**Page text:**

★ ★ ★ ★ ★ ★ ★

# May contain walnut shell



## rucolina

Hi everybody,
I need some help to translate this sentence in Hungarian: "The product may contain walnut shells"

This is my proposal: Nyomokban dióhéjt tartalmazhat.

Thank you in advance!


----------



## francisgranada

My proposal:
A termék (nyomokban) dióhéjat is tartalmazhat.

(penso che la forma corretta sia _dióhéj*at*_)


----------



## Zsanna

Francis is right, for an exact translation _a termék_ should appear - even if the first translation can be seen on products - as far as its structure is concerned. (If you wished to keep that, it's only dióhéj*a*t that should be corrected.)
If _termék_ is included, "nyomokban" is not obligatory.
The _is_ (= too) is good but not obligatory.

So the shortest exact version is: A termék dióhéjat tartalmazhat.


----------



## francisgranada

Szia Zsanna. I agree with all you have said . 

"Nyomokban" is a plus information, so I think it's adequate usage depends on the real possible quantity of the "dióhéj" in the given product. So, if the original text to be translated does not contain this information, I'd prefer to omit this word.


----------



## Zsanna

We agree again.
Coming to think of it: I'm not sure that this "nyomokban" can apply also because it is used mainly when the texture is homogeneous/creamy and walnut shells are anything but.


----------



## rucolina

Thank you all for your help! The product is a walnut ice cream, and the producer can't assure that there aren't walnut shells in it.


----------



## Zsanna

That make is best to be ignored then! Who would want to break a tooth eating ice cream?


----------

★ ★ ★ ★ ★ ★ ★

**Dataset section:**

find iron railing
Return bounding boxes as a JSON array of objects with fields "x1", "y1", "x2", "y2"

★ ★ ★ ★ ★ ★ ★

**Written tasks:**
a - List every distinct username that posts in the thread about translating the walnut shell sentence.
b - Write out the thread's text between "If _termék_ is" and "termék dióhéjat tartalmazhat.", inclusive.
The data play no part in any of these tasks.

**Answers in order:**
a - rucolina, francisgranada, Zsanna

b -
If _termék_ is included, "nyomokban" is not obligatory.
The _is_ (= too) is good but not obligatory.

So the shortest exact version is: A termék dióhéjat tartalmazhat.